## ASSIGNMENT
Copy out the saved entries below, switching every "negative clicks" to "excluded points" and changing nothing else. Leave the pictures out of your copy.
══ THE RECORDS ══
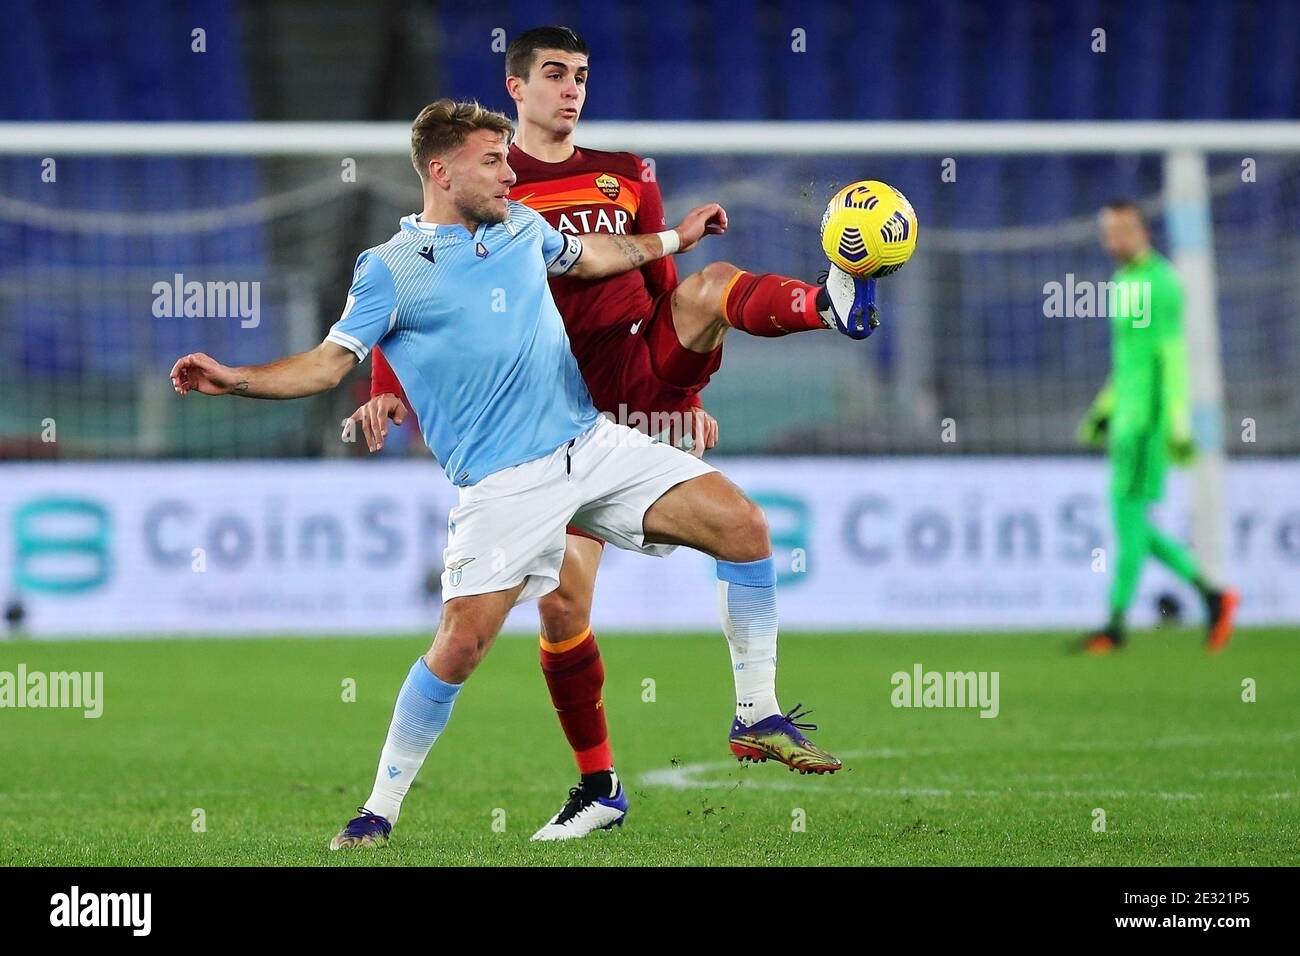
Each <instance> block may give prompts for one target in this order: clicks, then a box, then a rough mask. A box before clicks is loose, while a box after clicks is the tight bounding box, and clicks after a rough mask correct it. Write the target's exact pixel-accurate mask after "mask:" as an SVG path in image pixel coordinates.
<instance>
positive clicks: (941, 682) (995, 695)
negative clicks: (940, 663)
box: [889, 663, 1001, 717]
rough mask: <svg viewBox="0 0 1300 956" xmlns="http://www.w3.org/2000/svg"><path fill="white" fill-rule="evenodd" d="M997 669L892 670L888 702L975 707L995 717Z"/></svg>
mask: <svg viewBox="0 0 1300 956" xmlns="http://www.w3.org/2000/svg"><path fill="white" fill-rule="evenodd" d="M1000 678H1001V675H1000V672H998V671H927V670H924V669H923V667H922V666H920V665H919V663H915V665H913V667H911V671H910V672H909V671H894V674H893V675H892V676H891V678H889V683H891V684H893V688H894V689H893V691H892V692H891V695H889V702H891V704H893V705H894V706H896V708H972V709H975V708H978V709H979V715H980V717H997V714H998V711H1000V710H1001V704H1000V701H998V680H1000Z"/></svg>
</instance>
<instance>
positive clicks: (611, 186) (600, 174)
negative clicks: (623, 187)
mask: <svg viewBox="0 0 1300 956" xmlns="http://www.w3.org/2000/svg"><path fill="white" fill-rule="evenodd" d="M595 187H597V189H598V190H601V191H602V193H603V194H604V195H606V196H608V198H610V199H611V200H612V199H617V198H619V193H621V191H623V187H621V186H620V185H619V181H617V179H616V178H615V177H612V176H610V174H608V173H601V174H599V176H598V177H595Z"/></svg>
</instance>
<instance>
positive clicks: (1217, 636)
mask: <svg viewBox="0 0 1300 956" xmlns="http://www.w3.org/2000/svg"><path fill="white" fill-rule="evenodd" d="M1100 225H1101V245H1102V246H1104V247H1105V250H1106V254H1108V255H1109V256H1110V258H1112V259H1114V260H1115V263H1117V265H1118V267H1119V268H1118V269H1117V272H1115V274H1114V277H1113V278H1112V287H1113V294H1112V297H1110V306H1112V308H1110V324H1112V369H1110V378H1109V380H1108V381H1106V384H1105V386H1104V388H1102V389H1101V393H1100V394H1099V395H1097V399H1096V401H1095V402H1093V405H1092V408H1091V410H1089V411H1088V415H1087V416H1086V418H1084V420H1083V423H1082V424H1080V425H1079V437H1080V440H1082V441H1083V442H1086V444H1088V445H1092V446H1095V447H1102V446H1104V447H1105V449H1106V453H1108V455H1109V458H1110V506H1112V515H1113V519H1114V524H1115V542H1117V551H1118V553H1117V555H1115V559H1114V562H1113V567H1114V580H1113V581H1112V587H1110V620H1109V622H1108V623H1106V626H1105V627H1104V628H1101V630H1100V631H1096V632H1093V633H1089V635H1087V636H1086V637H1084V639H1083V643H1082V644H1080V648H1079V649H1080V650H1083V652H1086V653H1092V654H1105V653H1110V652H1113V650H1117V649H1119V648H1121V646H1123V643H1125V613H1126V611H1127V610H1128V605H1130V604H1132V598H1134V593H1135V592H1136V589H1138V579H1139V576H1140V574H1141V567H1143V563H1144V562H1145V561H1147V558H1148V555H1149V557H1154V558H1156V559H1157V561H1160V562H1161V563H1164V564H1166V566H1167V567H1169V568H1170V570H1171V571H1174V574H1177V575H1178V576H1179V578H1182V579H1183V580H1186V581H1188V583H1190V584H1192V585H1193V587H1195V588H1196V589H1197V591H1199V592H1200V593H1201V597H1203V598H1204V600H1205V607H1206V614H1208V620H1209V635H1208V639H1206V649H1208V650H1212V652H1217V650H1222V649H1223V648H1225V646H1226V645H1227V643H1229V640H1230V637H1231V633H1232V615H1234V611H1235V610H1236V605H1238V602H1239V597H1238V594H1236V592H1235V591H1225V589H1219V588H1217V587H1214V585H1212V584H1210V583H1209V581H1206V579H1205V578H1204V575H1203V574H1201V570H1200V567H1199V564H1197V562H1196V558H1193V557H1192V554H1191V551H1188V550H1187V549H1186V548H1184V546H1183V545H1182V544H1179V542H1178V541H1175V540H1174V538H1171V537H1169V536H1167V535H1165V533H1162V532H1160V531H1158V529H1157V528H1156V527H1154V525H1153V524H1152V523H1151V519H1149V518H1148V515H1147V511H1148V509H1149V506H1151V505H1152V503H1153V502H1157V501H1160V499H1161V498H1162V497H1164V494H1165V472H1166V470H1167V467H1169V464H1170V462H1173V463H1174V464H1175V466H1182V464H1187V463H1190V462H1191V460H1192V458H1193V457H1195V453H1196V449H1195V445H1193V444H1192V429H1191V408H1190V398H1188V389H1187V339H1186V338H1184V336H1183V289H1182V284H1180V281H1179V278H1178V273H1175V272H1174V267H1173V265H1171V264H1170V263H1169V260H1167V259H1165V258H1164V256H1162V255H1160V254H1158V252H1156V250H1153V248H1152V246H1151V233H1149V232H1148V229H1147V222H1145V220H1144V219H1143V215H1141V211H1140V209H1139V208H1138V206H1136V204H1135V203H1131V202H1114V203H1108V204H1106V206H1105V207H1104V208H1102V211H1101V219H1100Z"/></svg>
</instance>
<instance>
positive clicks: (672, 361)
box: [568, 291, 723, 544]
═══
## ANSWER TO THE PROBLEM
Each <instance> block may give prompts for one target in this order: clicks, then a box, then a rough mask. A box before clicks is loose, while a box after clicks is the tight bounding box, and clicks after a rough mask correct it. Write the target's exact pixel-accurate mask after "mask:" as an SVG path in image pixel coordinates.
<instance>
positive clicks: (941, 682) (995, 695)
excluded points: (940, 663)
box: [889, 663, 1001, 717]
rough mask: <svg viewBox="0 0 1300 956" xmlns="http://www.w3.org/2000/svg"><path fill="white" fill-rule="evenodd" d="M997 669L892 670L888 702L975 707L995 717Z"/></svg>
mask: <svg viewBox="0 0 1300 956" xmlns="http://www.w3.org/2000/svg"><path fill="white" fill-rule="evenodd" d="M1000 678H1001V675H1000V672H998V671H927V670H924V669H923V667H922V666H920V665H919V663H915V665H913V667H911V671H910V672H909V671H894V674H893V675H892V676H891V678H889V683H891V684H893V688H894V689H893V691H892V692H891V695H889V702H891V704H893V705H894V706H896V708H972V709H975V708H978V709H979V715H980V717H997V714H998V711H1000V710H1001V704H1000V701H998V680H1000Z"/></svg>
</instance>
<instance>
positive clicks: (611, 186) (600, 174)
excluded points: (623, 187)
mask: <svg viewBox="0 0 1300 956" xmlns="http://www.w3.org/2000/svg"><path fill="white" fill-rule="evenodd" d="M595 187H597V189H598V190H601V191H602V193H603V194H604V195H606V196H608V198H610V199H611V200H612V199H617V198H619V193H621V191H623V187H621V186H620V185H619V181H617V179H616V178H615V177H612V176H610V174H608V173H601V174H599V176H598V177H595Z"/></svg>
</instance>
<instance>
positive clicks: (1217, 636)
mask: <svg viewBox="0 0 1300 956" xmlns="http://www.w3.org/2000/svg"><path fill="white" fill-rule="evenodd" d="M1100 225H1101V245H1102V246H1104V247H1105V250H1106V254H1108V255H1109V256H1110V258H1112V259H1114V260H1115V263H1117V265H1118V267H1119V268H1118V269H1117V272H1115V274H1114V277H1113V278H1112V287H1113V294H1112V297H1110V306H1112V308H1110V324H1112V369H1110V378H1109V380H1108V381H1106V384H1105V386H1104V388H1102V389H1101V393H1100V394H1099V395H1097V399H1096V401H1095V402H1093V405H1092V408H1091V410H1089V411H1088V415H1087V416H1086V418H1084V420H1083V423H1082V424H1080V425H1079V437H1080V440H1082V441H1083V442H1086V444H1088V445H1092V446H1095V447H1102V446H1104V447H1105V449H1106V453H1108V455H1109V458H1110V506H1112V515H1113V519H1114V524H1115V542H1117V551H1118V553H1117V555H1115V559H1114V562H1113V567H1114V580H1113V581H1112V587H1110V620H1109V622H1108V623H1106V626H1105V627H1104V628H1101V630H1100V631H1096V632H1093V633H1089V635H1087V636H1086V637H1084V639H1083V643H1082V644H1080V648H1079V649H1080V650H1083V652H1086V653H1092V654H1105V653H1110V652H1113V650H1117V649H1119V648H1121V646H1123V643H1125V613H1126V611H1127V610H1128V605H1130V604H1132V598H1134V593H1135V592H1136V589H1138V579H1139V576H1140V574H1141V567H1143V563H1144V562H1145V561H1147V558H1148V555H1149V557H1154V558H1156V559H1157V561H1160V562H1161V563H1164V564H1166V566H1167V567H1169V568H1170V570H1171V571H1174V574H1177V575H1178V576H1179V578H1182V579H1183V580H1186V581H1188V583H1190V584H1192V585H1193V587H1195V588H1196V589H1197V591H1199V592H1200V593H1201V597H1203V598H1204V600H1205V607H1206V614H1208V620H1209V635H1208V639H1206V649H1208V650H1212V652H1217V650H1222V649H1223V648H1225V646H1226V645H1227V643H1229V640H1230V637H1231V633H1232V615H1234V611H1235V610H1236V605H1238V602H1239V597H1238V594H1236V592H1235V591H1225V589H1219V588H1217V587H1214V585H1212V584H1210V583H1209V581H1206V579H1205V578H1204V575H1203V574H1201V570H1200V567H1199V564H1197V562H1196V558H1193V557H1192V554H1191V551H1188V550H1187V549H1186V548H1184V546H1183V545H1182V544H1179V542H1178V541H1175V540H1174V538H1171V537H1169V536H1167V535H1165V533H1162V532H1160V531H1158V529H1157V528H1156V527H1154V525H1153V524H1152V523H1151V519H1149V518H1148V515H1147V511H1148V509H1149V506H1151V505H1152V503H1153V502H1157V501H1160V499H1161V498H1162V497H1164V494H1165V472H1166V470H1167V467H1169V464H1170V462H1173V463H1174V464H1175V466H1182V464H1187V463H1190V462H1191V460H1192V458H1193V457H1195V453H1196V449H1195V445H1193V444H1192V429H1191V408H1190V398H1188V389H1187V339H1186V338H1184V336H1183V289H1182V284H1180V281H1179V278H1178V273H1175V272H1174V267H1173V265H1171V264H1170V263H1169V260H1167V259H1165V258H1164V256H1162V255H1160V254H1158V252H1156V250H1153V248H1152V246H1151V233H1149V232H1148V229H1147V222H1145V220H1144V219H1143V215H1141V211H1140V209H1139V208H1138V206H1136V204H1135V203H1131V202H1114V203H1108V204H1106V206H1105V207H1104V208H1102V211H1101V219H1100Z"/></svg>
</instance>
<instance>
positive clicks: (672, 361)
box: [568, 291, 723, 544]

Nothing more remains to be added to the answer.